*What you should do:*
From the passage on Houston police body camera footage, extract the text between "The New York" and "in twelve years.", inclusive, word for word.

But even without funding concerns, there are still multiple issues with HPD’s body camera policy that hinder full transparency. KHOU’s investigation revealed major delays in the department’s release of body camera footage. The problems seem to stem from the decision to store the footage in-house rather than to use third-party servers that store footage in the cloud. According to emails shared by KHOU from Houston’s open records unit, computers are unable to handle all the video footage, and the inability to edit videos to redact confidential information may cause further delays. Of the 75 videos that KHOU requested, the department released only eight.
Nationally, even in cases in which videos capture entire scenes of police shootings, there are questions about the consequences officers face when they are involved in fatal encounters. This has raised broader concerns about the justice system, and it also begs questions about the effectiveness of special investigation units, like the one proposed by Acevedo.
After Houston police shot and killed Alva Braziel this July, Texas Monthly’s Leif Reigstad noted issues with the department’s record on officer-involved shootings.
The New York Times reported on the city’s absence of video footage of police violence in February, noting that since 2005, HPD shot at more than 460 people and killed 111. According to HPD records, 20 percent of those shot at were unarmed, and most of them have no video footage to show exactly what happened. The result of this lack of video evidence, combined with HPD’s internal review process—which separate investigations by the Houston Chronicle, Texas Observer, and Houston Press have found to be flawed—is that HPD has not had an “unjustified” shooting in more than a decade. An HPD officer hasn’t been charged in a shooting in twelve years.
According to the department’s website section on officer-involved shootings, there are nine divisions and agencies that investigate these incidents: the HPD Homicide Division, Houston Forensic Science Center Crime Scene Units, HPD Internal Affairs Division, a civil rights attorney from the Harris County District Attorney’s Office, investigators from the Harris County District Attorney’s Office, the officer’s legal counsel, the Media Relations Unit, the Medical Examiner’s Office, and the Officer Safety Unit. Acevedo’s new unit would replace the homicide division in investigating officer-involved shootings, but it would still not be independent of the department. Acevedo also plans to “hand-select” members of the unit he is proposing.

Stored data entries:

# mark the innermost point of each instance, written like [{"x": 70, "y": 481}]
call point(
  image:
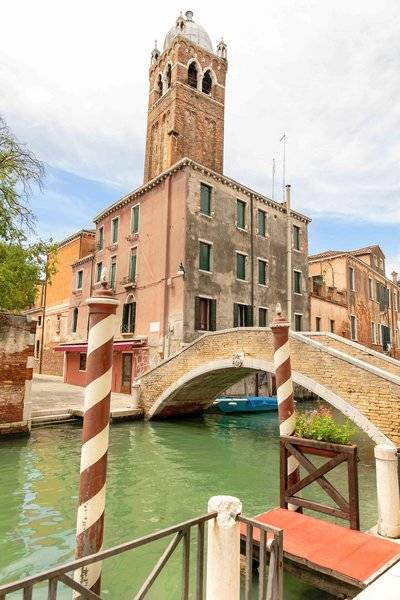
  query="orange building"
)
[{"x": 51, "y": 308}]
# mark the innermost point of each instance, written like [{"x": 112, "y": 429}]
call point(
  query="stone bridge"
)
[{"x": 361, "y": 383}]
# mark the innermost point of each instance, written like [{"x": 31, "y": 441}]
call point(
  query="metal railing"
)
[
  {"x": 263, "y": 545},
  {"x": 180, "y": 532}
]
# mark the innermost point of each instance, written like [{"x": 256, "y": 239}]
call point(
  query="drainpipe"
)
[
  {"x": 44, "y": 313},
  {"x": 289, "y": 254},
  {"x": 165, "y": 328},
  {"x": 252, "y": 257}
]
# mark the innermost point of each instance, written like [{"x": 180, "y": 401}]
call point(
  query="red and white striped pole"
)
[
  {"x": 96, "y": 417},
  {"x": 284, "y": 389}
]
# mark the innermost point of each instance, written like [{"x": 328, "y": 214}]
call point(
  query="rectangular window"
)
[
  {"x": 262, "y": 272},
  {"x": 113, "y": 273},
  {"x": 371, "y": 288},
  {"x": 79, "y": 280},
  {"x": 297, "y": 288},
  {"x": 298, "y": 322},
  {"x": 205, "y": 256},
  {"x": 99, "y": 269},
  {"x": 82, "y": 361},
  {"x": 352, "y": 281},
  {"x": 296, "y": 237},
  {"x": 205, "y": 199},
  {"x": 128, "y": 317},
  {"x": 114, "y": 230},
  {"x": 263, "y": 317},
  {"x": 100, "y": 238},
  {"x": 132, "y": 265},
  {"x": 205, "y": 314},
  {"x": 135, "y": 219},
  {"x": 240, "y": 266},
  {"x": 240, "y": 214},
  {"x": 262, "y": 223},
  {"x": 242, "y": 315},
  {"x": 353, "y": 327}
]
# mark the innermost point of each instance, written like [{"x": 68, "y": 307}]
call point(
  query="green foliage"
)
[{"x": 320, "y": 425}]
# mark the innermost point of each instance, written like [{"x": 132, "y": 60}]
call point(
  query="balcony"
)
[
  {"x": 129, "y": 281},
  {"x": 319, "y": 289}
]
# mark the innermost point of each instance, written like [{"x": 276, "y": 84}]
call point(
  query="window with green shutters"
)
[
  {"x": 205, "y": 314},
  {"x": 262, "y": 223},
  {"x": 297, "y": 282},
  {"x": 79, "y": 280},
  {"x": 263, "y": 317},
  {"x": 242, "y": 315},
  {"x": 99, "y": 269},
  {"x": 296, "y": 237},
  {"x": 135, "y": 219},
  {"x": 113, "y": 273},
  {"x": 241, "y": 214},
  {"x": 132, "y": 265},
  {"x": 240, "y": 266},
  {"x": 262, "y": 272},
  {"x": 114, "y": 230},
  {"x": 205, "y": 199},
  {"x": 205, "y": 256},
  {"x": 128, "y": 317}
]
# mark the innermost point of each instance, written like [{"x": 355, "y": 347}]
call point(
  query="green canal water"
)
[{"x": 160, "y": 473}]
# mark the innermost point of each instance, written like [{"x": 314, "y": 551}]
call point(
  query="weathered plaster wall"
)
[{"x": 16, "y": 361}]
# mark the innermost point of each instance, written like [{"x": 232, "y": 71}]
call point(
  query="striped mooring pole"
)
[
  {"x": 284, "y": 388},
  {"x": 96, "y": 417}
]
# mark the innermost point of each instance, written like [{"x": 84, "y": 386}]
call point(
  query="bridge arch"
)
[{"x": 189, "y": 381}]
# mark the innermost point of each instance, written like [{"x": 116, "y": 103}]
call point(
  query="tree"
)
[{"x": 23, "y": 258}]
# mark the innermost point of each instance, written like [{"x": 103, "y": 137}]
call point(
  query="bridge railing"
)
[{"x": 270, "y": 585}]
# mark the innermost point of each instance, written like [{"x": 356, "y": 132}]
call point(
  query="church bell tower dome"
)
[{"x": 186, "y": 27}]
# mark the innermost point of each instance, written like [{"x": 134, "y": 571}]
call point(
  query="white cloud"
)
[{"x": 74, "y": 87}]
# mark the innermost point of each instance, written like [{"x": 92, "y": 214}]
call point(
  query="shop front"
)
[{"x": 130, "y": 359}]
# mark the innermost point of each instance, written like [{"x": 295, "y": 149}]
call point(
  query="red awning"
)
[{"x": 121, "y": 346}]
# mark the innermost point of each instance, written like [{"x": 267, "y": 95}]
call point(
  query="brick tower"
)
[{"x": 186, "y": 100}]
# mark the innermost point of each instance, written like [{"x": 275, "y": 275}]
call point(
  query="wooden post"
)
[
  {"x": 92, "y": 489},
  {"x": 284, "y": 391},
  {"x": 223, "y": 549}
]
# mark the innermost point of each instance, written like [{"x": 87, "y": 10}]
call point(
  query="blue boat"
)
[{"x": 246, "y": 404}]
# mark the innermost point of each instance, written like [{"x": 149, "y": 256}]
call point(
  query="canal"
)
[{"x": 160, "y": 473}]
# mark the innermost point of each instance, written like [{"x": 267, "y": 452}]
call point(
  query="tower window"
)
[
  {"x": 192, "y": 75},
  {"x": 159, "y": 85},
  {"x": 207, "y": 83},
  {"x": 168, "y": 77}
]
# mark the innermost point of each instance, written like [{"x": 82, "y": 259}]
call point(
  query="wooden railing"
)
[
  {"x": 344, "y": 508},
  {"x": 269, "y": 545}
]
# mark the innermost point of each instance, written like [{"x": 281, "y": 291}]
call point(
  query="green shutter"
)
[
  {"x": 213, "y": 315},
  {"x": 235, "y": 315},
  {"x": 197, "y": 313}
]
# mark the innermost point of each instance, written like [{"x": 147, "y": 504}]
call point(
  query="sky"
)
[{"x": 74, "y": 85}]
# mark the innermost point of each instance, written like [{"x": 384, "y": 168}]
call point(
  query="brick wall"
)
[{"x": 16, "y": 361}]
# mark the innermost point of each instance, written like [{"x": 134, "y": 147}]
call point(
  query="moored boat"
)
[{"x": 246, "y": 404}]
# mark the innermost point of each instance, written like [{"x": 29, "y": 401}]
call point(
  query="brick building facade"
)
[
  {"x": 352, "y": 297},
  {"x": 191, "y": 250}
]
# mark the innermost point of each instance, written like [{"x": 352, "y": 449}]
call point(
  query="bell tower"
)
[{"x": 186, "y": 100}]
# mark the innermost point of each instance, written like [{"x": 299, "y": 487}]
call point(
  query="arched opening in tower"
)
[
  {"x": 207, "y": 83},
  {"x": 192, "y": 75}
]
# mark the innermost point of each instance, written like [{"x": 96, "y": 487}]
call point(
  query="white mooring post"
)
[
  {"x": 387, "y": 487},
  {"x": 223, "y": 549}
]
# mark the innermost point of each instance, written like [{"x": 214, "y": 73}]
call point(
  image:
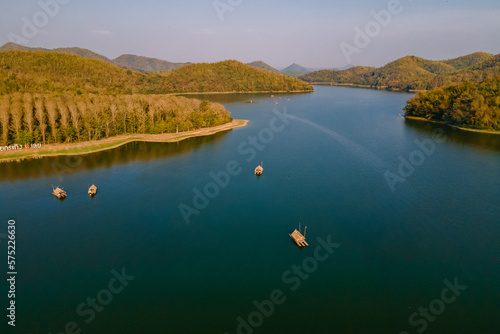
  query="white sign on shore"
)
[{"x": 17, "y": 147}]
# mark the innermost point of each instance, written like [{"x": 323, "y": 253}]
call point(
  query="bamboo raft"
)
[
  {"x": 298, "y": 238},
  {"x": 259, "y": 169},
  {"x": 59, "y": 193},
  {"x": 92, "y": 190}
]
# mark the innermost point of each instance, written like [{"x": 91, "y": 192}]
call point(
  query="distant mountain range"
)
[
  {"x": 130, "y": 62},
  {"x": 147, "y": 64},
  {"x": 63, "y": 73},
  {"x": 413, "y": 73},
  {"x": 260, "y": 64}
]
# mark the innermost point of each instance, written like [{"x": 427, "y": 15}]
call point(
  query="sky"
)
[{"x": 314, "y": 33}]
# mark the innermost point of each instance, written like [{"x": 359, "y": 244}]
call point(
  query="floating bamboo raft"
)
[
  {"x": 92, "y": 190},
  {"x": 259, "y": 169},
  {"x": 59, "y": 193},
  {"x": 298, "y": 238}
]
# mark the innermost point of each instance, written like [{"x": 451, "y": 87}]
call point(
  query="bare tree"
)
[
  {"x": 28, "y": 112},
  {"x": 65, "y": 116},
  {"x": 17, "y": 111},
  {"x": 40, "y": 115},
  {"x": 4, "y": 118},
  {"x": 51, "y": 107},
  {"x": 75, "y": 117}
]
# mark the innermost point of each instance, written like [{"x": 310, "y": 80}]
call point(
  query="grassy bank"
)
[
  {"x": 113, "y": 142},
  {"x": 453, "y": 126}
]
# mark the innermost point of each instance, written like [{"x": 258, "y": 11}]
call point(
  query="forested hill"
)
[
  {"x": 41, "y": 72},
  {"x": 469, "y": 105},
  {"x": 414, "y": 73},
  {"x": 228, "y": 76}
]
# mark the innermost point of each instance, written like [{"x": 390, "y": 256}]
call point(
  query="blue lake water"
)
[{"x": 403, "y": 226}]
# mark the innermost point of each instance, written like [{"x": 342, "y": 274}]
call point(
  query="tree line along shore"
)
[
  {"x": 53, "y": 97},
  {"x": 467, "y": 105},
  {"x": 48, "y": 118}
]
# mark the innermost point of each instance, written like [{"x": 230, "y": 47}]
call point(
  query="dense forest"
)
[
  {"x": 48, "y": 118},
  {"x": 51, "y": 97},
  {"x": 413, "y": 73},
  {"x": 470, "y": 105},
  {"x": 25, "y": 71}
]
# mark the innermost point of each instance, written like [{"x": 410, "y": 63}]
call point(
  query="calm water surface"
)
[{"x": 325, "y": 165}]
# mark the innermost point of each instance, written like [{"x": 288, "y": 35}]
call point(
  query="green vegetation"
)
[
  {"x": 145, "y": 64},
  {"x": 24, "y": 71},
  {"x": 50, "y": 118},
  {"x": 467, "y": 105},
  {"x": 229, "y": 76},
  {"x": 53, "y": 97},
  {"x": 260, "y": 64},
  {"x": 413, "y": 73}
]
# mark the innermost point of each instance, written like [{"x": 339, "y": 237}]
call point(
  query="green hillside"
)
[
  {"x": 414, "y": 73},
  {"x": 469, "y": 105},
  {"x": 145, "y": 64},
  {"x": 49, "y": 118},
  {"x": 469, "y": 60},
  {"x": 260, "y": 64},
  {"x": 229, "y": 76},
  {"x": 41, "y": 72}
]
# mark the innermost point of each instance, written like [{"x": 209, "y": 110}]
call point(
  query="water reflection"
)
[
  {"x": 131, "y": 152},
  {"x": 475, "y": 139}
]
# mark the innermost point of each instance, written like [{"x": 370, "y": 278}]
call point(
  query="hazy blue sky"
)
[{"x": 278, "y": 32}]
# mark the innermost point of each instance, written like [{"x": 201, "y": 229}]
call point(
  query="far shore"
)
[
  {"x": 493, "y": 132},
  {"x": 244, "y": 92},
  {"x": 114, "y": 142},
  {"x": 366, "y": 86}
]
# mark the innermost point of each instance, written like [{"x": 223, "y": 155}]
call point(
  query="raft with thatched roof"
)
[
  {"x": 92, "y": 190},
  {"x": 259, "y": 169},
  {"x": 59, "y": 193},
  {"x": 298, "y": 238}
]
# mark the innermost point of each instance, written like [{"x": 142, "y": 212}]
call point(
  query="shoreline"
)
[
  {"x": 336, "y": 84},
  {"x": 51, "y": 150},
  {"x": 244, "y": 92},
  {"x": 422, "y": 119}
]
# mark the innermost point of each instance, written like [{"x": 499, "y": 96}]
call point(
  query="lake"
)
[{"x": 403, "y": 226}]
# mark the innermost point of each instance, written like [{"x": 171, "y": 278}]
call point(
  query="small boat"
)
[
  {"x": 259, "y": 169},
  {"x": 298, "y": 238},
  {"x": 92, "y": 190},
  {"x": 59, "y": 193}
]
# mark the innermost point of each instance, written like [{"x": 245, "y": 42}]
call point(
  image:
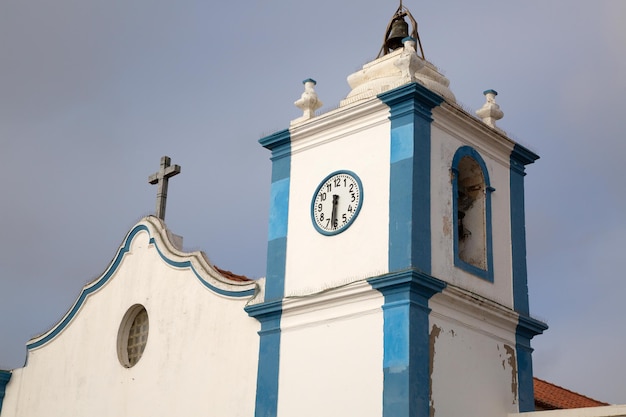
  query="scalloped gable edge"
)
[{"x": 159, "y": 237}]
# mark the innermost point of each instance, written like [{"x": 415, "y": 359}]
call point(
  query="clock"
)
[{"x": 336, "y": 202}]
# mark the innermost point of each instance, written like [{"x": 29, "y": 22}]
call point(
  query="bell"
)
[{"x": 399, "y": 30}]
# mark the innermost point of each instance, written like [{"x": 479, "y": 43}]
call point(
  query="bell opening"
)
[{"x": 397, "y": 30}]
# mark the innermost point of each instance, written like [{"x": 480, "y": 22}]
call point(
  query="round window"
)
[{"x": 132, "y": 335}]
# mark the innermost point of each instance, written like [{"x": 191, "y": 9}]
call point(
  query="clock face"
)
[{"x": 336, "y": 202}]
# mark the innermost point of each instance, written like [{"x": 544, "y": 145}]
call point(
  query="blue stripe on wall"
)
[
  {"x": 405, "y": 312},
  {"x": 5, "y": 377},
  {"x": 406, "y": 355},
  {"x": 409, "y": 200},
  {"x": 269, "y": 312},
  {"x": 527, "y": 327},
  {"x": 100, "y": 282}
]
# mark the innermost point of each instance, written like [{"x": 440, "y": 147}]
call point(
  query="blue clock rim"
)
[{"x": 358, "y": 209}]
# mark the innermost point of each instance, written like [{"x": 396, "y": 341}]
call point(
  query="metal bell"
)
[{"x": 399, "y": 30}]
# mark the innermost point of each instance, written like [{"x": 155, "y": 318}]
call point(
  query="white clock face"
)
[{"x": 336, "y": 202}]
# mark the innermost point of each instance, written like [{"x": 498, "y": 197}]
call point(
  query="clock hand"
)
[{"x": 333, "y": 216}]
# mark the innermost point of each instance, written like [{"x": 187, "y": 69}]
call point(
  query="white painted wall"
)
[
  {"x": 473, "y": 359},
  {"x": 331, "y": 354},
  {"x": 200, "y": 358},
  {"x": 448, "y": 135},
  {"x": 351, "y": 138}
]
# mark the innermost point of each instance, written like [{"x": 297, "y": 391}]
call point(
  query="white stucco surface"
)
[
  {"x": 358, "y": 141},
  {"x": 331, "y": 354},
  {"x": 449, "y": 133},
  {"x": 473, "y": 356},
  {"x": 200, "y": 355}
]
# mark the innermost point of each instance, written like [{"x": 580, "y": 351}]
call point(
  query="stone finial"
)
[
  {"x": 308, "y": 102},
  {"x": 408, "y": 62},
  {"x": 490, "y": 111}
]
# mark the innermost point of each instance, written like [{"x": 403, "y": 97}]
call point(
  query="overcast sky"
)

*Answer to the exercise:*
The New York Times reported on the city’s absence of video footage of police violence in February, noting that since 2005, HPD shot at more than 460 people and killed 111. According to HPD records, 20 percent of those shot at were unarmed, and most of them have no video footage to show exactly what happened. The result of this lack of video evidence, combined with HPD’s internal review process—which separate investigations by the Houston Chronicle, Texas Observer, and Houston Press have found to be flawed—is that HPD has not had an “unjustified” shooting in more than a decade. An HPD officer hasn’t been charged in a shooting in twelve years.